(EXERCISE BRIEF)
Output each line exactly as it appears, skipping any embedded picture.

(Rows from a pointing dataset)
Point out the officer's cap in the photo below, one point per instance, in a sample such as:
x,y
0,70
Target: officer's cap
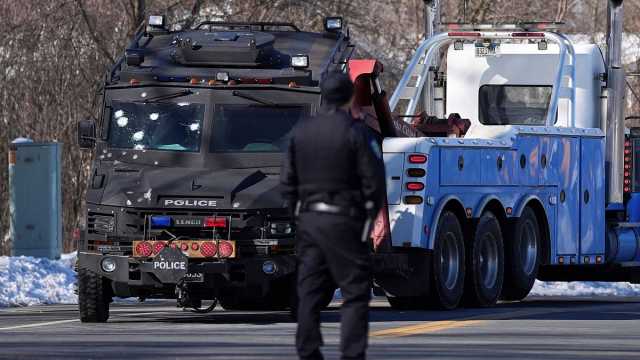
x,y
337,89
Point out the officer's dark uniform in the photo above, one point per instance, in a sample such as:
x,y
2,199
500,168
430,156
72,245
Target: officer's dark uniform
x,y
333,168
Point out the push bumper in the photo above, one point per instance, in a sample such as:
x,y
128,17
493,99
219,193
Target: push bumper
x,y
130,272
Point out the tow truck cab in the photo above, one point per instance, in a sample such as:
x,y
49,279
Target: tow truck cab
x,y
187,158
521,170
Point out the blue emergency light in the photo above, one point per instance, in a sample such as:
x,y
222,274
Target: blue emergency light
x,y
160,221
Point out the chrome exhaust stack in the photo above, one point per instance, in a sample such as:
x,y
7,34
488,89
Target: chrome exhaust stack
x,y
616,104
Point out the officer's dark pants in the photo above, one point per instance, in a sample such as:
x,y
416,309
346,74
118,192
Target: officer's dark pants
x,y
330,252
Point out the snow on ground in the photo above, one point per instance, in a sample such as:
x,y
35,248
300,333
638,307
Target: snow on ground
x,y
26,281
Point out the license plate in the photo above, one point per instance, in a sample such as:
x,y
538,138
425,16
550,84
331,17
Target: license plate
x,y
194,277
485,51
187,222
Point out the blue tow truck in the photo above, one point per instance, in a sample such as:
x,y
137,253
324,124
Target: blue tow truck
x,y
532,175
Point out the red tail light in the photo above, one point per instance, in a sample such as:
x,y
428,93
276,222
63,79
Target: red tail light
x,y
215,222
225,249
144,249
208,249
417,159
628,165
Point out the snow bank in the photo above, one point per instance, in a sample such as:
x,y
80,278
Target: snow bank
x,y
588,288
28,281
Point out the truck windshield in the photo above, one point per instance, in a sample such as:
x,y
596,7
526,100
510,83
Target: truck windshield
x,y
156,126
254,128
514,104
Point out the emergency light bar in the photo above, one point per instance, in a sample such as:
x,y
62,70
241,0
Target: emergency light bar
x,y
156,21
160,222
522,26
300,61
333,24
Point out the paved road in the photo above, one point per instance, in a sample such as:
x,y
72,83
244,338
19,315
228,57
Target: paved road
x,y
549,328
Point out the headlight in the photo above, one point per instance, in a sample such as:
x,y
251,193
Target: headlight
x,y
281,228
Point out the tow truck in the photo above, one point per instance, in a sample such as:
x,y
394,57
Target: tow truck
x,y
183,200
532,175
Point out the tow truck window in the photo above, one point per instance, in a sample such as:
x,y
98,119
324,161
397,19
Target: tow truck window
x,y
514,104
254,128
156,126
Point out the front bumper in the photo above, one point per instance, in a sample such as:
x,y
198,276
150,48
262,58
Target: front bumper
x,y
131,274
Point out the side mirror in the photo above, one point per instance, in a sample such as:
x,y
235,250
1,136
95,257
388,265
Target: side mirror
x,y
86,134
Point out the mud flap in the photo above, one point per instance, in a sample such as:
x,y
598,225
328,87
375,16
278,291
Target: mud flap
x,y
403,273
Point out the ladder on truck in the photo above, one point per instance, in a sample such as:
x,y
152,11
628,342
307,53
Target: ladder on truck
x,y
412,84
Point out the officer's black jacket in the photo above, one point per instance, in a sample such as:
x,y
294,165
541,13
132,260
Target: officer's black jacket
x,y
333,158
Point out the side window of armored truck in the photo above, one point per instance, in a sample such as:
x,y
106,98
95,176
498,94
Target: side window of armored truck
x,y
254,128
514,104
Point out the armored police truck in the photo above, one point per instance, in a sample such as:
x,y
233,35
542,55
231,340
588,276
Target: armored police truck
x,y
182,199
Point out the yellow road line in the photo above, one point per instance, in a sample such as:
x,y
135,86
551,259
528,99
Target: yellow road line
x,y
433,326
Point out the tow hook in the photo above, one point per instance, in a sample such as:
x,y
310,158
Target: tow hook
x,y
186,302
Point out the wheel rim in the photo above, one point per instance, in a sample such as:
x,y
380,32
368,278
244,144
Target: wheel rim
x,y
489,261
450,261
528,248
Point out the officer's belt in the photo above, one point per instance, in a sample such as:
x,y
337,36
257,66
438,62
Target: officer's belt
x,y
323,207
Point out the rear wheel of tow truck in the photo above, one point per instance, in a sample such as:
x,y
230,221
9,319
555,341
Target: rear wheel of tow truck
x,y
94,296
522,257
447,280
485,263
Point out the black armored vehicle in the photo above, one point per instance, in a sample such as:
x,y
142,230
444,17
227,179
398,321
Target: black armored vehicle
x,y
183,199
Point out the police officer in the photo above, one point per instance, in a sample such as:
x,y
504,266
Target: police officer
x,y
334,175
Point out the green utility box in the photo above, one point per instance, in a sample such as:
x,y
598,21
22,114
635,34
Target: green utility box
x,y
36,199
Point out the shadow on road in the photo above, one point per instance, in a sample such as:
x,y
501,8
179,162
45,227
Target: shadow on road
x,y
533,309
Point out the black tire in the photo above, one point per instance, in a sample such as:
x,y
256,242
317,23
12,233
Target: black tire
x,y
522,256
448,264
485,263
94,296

(OUTPUT OF THE TASK)
Point out the officer's cap in the photo below, one point per instance, in a sample such as:
x,y
0,70
Target: officer's cap
x,y
337,89
Point out the officer's dark uniform in the photo above, one point per instance, in a sample such as:
x,y
2,199
500,168
430,156
72,245
Target: officer's dark uniform
x,y
333,168
Point out the push bumper in the photo above, one point per instance, in a sample such as:
x,y
128,17
493,99
219,193
Target: push bumper
x,y
130,272
Point out the tow truck cab in the photo above, one point per instance, in a sample such as:
x,y
49,279
Target: tow truck cab
x,y
187,158
521,170
Point out the blue emergency light in the photo above, one point per instance, in a sample such as:
x,y
222,274
Target: blue emergency light
x,y
160,221
Point out the chrome exhaust stack in the photo above, one point per instance, in a sample such as:
x,y
7,34
488,89
Target: chrome exhaust stack
x,y
616,104
Point out the officer's dark pants in the photo above, one point per instance, in a sample such as:
x,y
416,309
346,74
118,192
Target: officer's dark pants
x,y
330,252
Point out the snow on ground in the photo above, one point per instance, in a sample such as:
x,y
35,248
300,333
638,307
Target: snow on ground
x,y
26,281
Point out the license plate in the photo above, one point per instance, in a sample such as:
x,y
538,138
425,16
550,84
331,17
Target: license plate
x,y
194,277
485,51
187,222
Point out the blue tow truck in the photo above, one point per instance, in a sample such as:
x,y
137,253
324,124
Target: blue tow truck
x,y
532,175
Point out the red tail light in the photo above, one point per instance, in a sample such as:
x,y
428,93
276,222
63,79
Target: red tail light
x,y
215,222
225,249
144,249
208,249
417,159
628,165
Point out the snow bank in the photo above, one point per instance, in a sample such as:
x,y
80,278
Target: snow bank
x,y
588,288
28,281
Point out the truck windshield in the photo above, one point per instance, in a sample such as:
x,y
596,7
526,100
510,83
Target: truck windshield
x,y
156,126
254,128
514,104
Point out the emergency light bar in the photo above, one point per instance, in a sample such as:
x,y
62,70
241,0
Target: emergency light bar
x,y
156,21
160,222
522,26
300,61
333,24
Point out the paved road in the photo above, one point per instance, in a sample such as:
x,y
72,83
244,338
19,315
228,57
Target: paved road
x,y
549,328
Point out the headlight in the photo above, one point per instance, in a sample such as:
x,y
251,193
Target: headlight
x,y
281,228
Point out the tow truck in the photo above, one point per instance, in a sample such as:
x,y
394,57
Target: tow truck
x,y
183,200
532,175
Point out the tow truck window in the photo above, one point per instance, in a sample such as:
x,y
98,119
324,161
397,19
Target: tow truck window
x,y
514,104
254,128
156,126
Point out the front bumper in the photo above, one point per instance, in a sample such as:
x,y
198,276
150,48
262,58
Target: front bumper
x,y
131,274
Point out the side mirror in the photo above, one point per instance, in a sample such as:
x,y
235,250
1,136
95,257
388,265
Target: side mirror
x,y
86,134
Point out the mud flap in the photo above, one point per instance, in a sample such as:
x,y
598,225
328,87
375,16
278,291
Target: mud flap
x,y
403,273
Point out the ladder on truck in the photo above, one point per instance, in a sample such as:
x,y
152,11
628,342
307,53
Target: ladder on truck
x,y
412,84
Point out the officer's black jacket in the photo above, one point per instance, in a sample such as:
x,y
294,165
541,13
132,260
Target: officer's black jacket
x,y
333,158
Point out the side window of armored truck in the photo above, one point per instance, in a sample such as:
x,y
106,98
95,176
498,94
Target: side window of armored truck
x,y
254,128
514,104
Point out the armored police truck in the photo above, one point per instance, in a sample such as:
x,y
233,35
542,55
231,340
588,276
Target: armored police truck
x,y
182,199
Point out the yellow road line in the photo above, one point per instance, in a sample such as:
x,y
135,86
551,259
528,99
Target: yellow road line
x,y
433,326
Point out the tow hook in the photo above, one point per instance, in a sample such as:
x,y
310,158
Target: tow hook
x,y
186,302
Point out the wheel rim in the photo above, one point per instance, in a sample such as:
x,y
380,32
368,278
244,144
Target: wheel rim
x,y
489,261
450,261
528,248
Point out the officer's belt in the photo above, one point per instance, in a sample such as:
x,y
337,36
257,66
438,62
Target: officer's belt
x,y
323,207
Point out the rear wheel of tow truck in the photo above, one point per instance, in a sample such as:
x,y
230,221
9,319
555,341
Target: rear wheel of tow truck
x,y
94,296
522,257
447,280
485,263
Point out the black armored vehicle in the photo above, one point per instance, in a sample such as:
x,y
142,230
444,17
227,179
398,321
Target: black armored vehicle
x,y
183,199
Point out the police officer in the photo above, one point per instance, in a sample such as:
x,y
504,266
Target: police officer
x,y
334,175
Point out the green utility box in the photo above, one point per instance, in a sample such as:
x,y
598,21
22,114
635,34
Target: green utility box
x,y
36,199
Point out the shadow on road in the photo above, one point per instance, in a sample such as:
x,y
501,8
179,162
45,227
Target: shadow on road
x,y
533,309
Point out the black tire in the photo above, one point per instance, in a sample such as:
x,y
256,242
317,23
12,233
Target: black tire
x,y
522,256
448,264
485,263
94,296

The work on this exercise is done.